• **TASK TO CARRY OUT**: In the records below, locate the line containing "line as [181,39].", then extract it and all following lines exactly, ending with the last line.

• **RECORDS PROVIDED**:
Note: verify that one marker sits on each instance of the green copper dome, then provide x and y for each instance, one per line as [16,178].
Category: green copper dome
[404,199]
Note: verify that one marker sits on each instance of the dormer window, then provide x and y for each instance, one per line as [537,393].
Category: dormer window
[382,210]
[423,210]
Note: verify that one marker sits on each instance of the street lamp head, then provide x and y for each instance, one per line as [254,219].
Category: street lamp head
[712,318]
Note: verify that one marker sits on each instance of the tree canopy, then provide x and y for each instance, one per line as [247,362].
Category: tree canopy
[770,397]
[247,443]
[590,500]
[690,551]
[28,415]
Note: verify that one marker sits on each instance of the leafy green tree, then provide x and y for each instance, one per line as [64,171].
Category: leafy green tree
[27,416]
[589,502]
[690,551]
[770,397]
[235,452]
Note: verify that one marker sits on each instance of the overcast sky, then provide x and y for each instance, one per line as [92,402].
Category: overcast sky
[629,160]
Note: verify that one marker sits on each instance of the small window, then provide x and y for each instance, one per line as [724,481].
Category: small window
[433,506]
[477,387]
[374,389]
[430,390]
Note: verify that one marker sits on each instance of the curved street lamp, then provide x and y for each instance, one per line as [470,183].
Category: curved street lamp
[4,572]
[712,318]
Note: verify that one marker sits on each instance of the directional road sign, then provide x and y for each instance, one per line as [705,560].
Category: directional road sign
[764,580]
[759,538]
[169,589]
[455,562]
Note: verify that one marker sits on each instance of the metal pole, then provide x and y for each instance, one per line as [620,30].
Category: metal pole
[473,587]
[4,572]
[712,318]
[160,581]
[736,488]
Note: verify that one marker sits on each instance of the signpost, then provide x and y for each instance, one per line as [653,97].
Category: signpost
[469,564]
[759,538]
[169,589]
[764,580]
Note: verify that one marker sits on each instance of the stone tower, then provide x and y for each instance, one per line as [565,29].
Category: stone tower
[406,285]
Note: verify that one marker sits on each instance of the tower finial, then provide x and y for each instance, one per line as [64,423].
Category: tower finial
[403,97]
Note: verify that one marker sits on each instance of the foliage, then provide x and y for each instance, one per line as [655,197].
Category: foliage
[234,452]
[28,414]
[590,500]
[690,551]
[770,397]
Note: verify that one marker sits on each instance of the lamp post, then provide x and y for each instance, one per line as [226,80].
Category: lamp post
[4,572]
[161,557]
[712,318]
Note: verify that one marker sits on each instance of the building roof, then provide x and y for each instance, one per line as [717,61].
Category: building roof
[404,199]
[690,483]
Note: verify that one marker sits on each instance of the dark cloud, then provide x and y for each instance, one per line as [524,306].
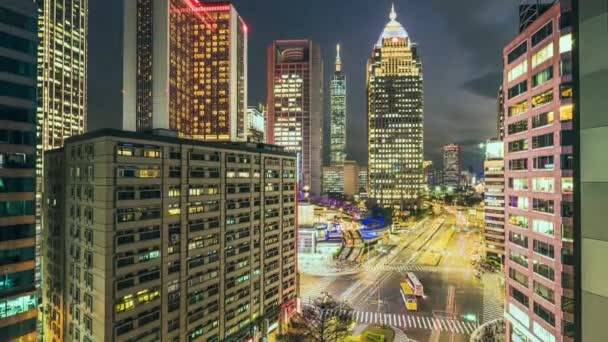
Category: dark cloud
[486,85]
[460,41]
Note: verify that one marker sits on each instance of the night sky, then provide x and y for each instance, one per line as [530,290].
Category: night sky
[460,43]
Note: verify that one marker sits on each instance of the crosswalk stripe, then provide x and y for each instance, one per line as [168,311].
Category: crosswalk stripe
[409,321]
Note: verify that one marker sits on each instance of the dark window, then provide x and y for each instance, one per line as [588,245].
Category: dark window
[567,161]
[565,20]
[18,20]
[567,138]
[518,145]
[566,90]
[518,89]
[544,248]
[519,296]
[544,270]
[542,77]
[518,164]
[17,114]
[17,208]
[16,255]
[518,127]
[543,206]
[20,68]
[518,239]
[175,172]
[17,90]
[15,331]
[9,184]
[542,34]
[542,98]
[544,163]
[16,43]
[22,231]
[567,256]
[540,141]
[543,119]
[517,52]
[521,278]
[545,314]
[565,67]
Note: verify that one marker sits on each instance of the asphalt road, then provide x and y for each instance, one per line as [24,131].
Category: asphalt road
[451,290]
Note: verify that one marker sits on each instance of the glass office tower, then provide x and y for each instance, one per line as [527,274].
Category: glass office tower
[185,69]
[18,293]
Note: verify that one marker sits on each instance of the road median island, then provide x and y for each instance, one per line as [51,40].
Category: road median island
[435,251]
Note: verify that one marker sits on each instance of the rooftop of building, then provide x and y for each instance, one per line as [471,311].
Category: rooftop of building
[393,29]
[169,137]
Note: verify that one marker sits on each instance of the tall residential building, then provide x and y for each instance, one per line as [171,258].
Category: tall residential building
[295,106]
[363,181]
[539,141]
[395,118]
[256,124]
[159,238]
[494,200]
[185,69]
[530,10]
[62,84]
[500,122]
[18,293]
[452,165]
[592,77]
[342,181]
[338,113]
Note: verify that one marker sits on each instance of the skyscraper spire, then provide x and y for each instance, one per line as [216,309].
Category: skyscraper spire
[338,59]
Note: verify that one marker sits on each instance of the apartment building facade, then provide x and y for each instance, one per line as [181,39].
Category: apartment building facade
[157,238]
[18,293]
[539,179]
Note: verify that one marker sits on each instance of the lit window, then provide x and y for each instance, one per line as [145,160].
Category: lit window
[565,43]
[542,55]
[518,70]
[566,112]
[567,185]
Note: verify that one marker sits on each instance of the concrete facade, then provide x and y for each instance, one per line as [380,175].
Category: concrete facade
[157,238]
[593,135]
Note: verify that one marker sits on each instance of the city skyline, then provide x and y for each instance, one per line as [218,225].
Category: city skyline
[454,82]
[187,212]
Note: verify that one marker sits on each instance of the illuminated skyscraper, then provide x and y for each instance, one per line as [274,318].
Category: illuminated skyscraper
[256,122]
[18,294]
[395,118]
[295,106]
[338,113]
[185,69]
[452,165]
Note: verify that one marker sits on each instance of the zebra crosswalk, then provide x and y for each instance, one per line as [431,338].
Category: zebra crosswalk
[404,268]
[415,268]
[317,289]
[492,303]
[412,321]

• **WRITTEN RESPONSE**:
Note: verify that one marker sits on each instance of the apartment building facade, then provide x and y for each instance, one per line as [181,39].
Category: apartment building facade
[157,238]
[18,293]
[539,179]
Note: verify that one marker sits on each instance of the lit window, then provide x and y for each instance, one per line as [145,160].
Category: lit window
[565,43]
[542,55]
[518,70]
[566,112]
[567,185]
Note: verify that one marker sits on each instance of the concrete facade, then provide x and y for each instance, one per line as [380,175].
Category: concrete facade
[157,238]
[593,135]
Note: verify that one marker sits on each instance of the city skyline, then provide x and y for each instance, one per line as [218,225].
Category: city skyline
[454,82]
[187,212]
Note: verify that one marker sits on each instance of the illuminated skyscraper, then provide x and y for each instance, one per line as [274,318].
Category: illuminated skyscraper
[256,122]
[18,294]
[395,118]
[295,106]
[338,113]
[185,69]
[452,165]
Note: verify that one marker sits on each instance of the zebra crosswalk, then provide x and y for each instance, one per line as [431,338].
Category: zebra crosswalk
[404,268]
[415,268]
[317,289]
[492,303]
[412,321]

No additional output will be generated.